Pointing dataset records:
§

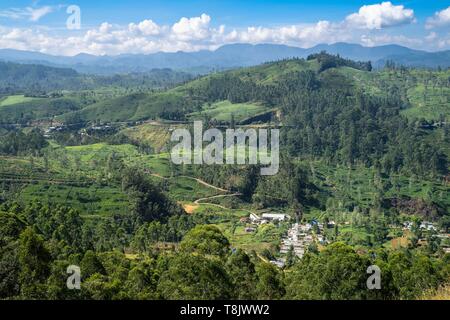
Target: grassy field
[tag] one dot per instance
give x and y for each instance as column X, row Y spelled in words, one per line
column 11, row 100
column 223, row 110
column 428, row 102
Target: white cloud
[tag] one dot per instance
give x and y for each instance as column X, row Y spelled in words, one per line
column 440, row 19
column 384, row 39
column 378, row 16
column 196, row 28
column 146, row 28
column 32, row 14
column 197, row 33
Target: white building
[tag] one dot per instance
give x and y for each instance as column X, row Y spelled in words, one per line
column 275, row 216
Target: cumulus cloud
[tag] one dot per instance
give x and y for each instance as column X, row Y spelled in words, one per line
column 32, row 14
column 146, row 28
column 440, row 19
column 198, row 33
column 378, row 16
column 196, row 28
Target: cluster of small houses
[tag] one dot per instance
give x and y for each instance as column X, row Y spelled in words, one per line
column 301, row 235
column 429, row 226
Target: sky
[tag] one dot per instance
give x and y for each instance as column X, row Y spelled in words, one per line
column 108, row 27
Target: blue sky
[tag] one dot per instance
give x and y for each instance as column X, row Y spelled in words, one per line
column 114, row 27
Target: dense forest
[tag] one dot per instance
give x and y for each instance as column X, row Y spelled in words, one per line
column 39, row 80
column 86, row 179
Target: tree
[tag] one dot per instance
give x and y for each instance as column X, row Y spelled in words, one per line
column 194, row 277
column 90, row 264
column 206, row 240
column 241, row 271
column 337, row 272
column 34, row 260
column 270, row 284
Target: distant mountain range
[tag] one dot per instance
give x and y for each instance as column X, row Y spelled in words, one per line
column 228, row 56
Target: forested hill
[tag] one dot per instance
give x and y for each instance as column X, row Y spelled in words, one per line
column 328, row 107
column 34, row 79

§

• _What is required_
Reproduce word for word everything from the line containing "Target: sky" down to the end of the records, both ends included.

• _Result of the exercise_
Target: sky
[tag] one dot per instance
give x and y for each instance as column X, row Y spelled in words, one per line
column 108, row 27
Target: blue sky
[tag] one dot per instance
give x and y for each instance as column X, row Y spelled in words, one per line
column 114, row 27
Target: dense forest
[tag] one dot per instance
give x and y for each instance as column X, row Y spelled in words, one per line
column 39, row 80
column 86, row 179
Target: tree
[tag] one dot per instance
give x and y for each instance as column X, row Y spelled in words, one per line
column 194, row 277
column 90, row 264
column 206, row 240
column 241, row 271
column 337, row 272
column 34, row 260
column 270, row 284
Target: distant mountain range
[tag] one dot per instance
give x and y for each instance as column X, row Y spelled in words, one per line
column 228, row 56
Target: forested hill
[tag] one dot per instance
give x and y for each instance as column X, row Y spelled in words, one per line
column 328, row 107
column 34, row 79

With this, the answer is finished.